Turn the entries from the line containing "Annotation task — pin every instance of the red wooden" through the line containing "(1166, 713)", both included, into a Markdown table with the columns Row and Line, one line per row and blank lines dropped. Leave the pictures out.

◆ ◆ ◆ ◆ ◆

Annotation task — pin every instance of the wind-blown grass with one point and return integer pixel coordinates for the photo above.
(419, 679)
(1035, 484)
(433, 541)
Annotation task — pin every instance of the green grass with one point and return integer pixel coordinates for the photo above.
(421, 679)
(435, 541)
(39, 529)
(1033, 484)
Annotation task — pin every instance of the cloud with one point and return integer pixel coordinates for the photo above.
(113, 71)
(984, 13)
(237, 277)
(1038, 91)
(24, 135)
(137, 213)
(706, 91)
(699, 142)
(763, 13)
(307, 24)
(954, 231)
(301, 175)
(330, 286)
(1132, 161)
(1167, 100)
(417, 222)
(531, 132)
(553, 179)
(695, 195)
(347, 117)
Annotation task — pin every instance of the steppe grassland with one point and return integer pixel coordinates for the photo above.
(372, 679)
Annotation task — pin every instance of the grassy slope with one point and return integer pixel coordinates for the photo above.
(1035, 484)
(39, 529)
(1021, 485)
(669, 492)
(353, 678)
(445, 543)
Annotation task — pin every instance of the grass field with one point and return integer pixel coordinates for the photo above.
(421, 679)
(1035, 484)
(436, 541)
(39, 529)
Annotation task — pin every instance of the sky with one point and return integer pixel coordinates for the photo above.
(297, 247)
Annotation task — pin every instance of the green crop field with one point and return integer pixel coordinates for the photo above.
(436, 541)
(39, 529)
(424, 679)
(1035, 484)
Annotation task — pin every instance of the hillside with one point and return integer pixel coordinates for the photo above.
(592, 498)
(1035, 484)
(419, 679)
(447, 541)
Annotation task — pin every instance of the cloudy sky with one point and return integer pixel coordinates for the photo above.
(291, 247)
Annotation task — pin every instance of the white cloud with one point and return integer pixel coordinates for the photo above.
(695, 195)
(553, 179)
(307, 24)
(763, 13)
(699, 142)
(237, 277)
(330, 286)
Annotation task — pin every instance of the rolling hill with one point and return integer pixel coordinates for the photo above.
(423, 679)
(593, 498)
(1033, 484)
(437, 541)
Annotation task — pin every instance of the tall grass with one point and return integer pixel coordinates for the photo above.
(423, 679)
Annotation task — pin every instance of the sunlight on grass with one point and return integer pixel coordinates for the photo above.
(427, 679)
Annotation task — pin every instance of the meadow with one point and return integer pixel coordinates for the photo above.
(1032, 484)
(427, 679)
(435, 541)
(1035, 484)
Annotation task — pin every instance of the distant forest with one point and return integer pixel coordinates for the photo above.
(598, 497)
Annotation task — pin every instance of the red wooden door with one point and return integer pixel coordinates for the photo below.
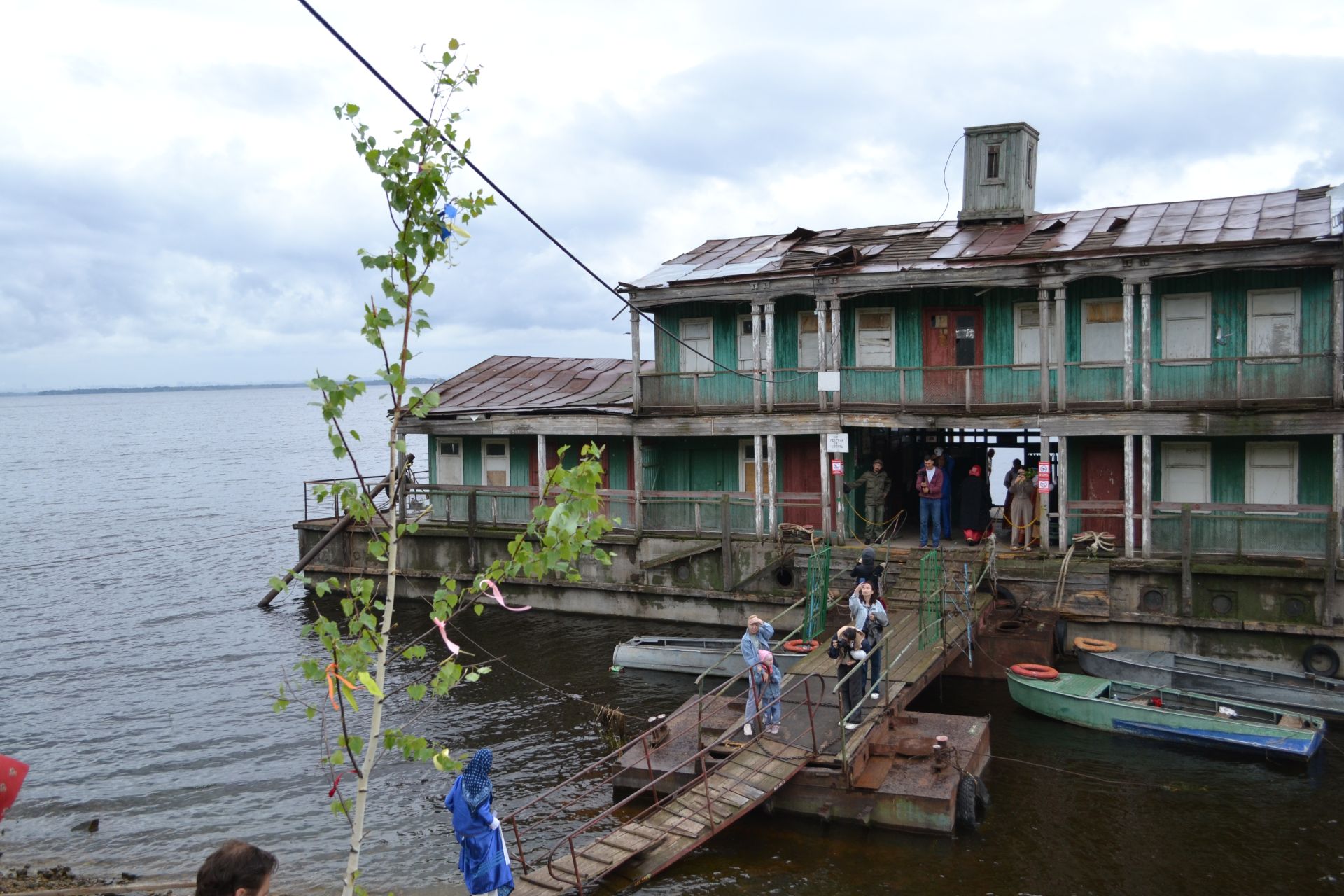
(953, 339)
(1104, 480)
(800, 464)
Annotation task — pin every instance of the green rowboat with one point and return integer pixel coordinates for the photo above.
(1166, 713)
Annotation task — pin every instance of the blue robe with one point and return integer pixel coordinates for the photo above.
(482, 856)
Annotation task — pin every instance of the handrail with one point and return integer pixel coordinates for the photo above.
(704, 777)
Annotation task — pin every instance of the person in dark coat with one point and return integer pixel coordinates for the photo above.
(974, 507)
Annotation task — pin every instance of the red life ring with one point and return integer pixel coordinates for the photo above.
(1035, 671)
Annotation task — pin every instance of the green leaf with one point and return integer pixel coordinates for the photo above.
(368, 680)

◆ ◆ ◆ ◆ ◆

## WRITTEN ANSWER
| Row | Line |
|---|---|
| 1 | Annotation task — pin every instance of the red wooden door with one point and return integer pixel coordinates for the photo below. |
| 2 | (953, 339) |
| 3 | (1104, 480) |
| 4 | (800, 464) |
| 5 | Annotation task — pin every instance of the green rowboat with one point and return integer pixel coordinates for the photo above. |
| 6 | (1166, 713) |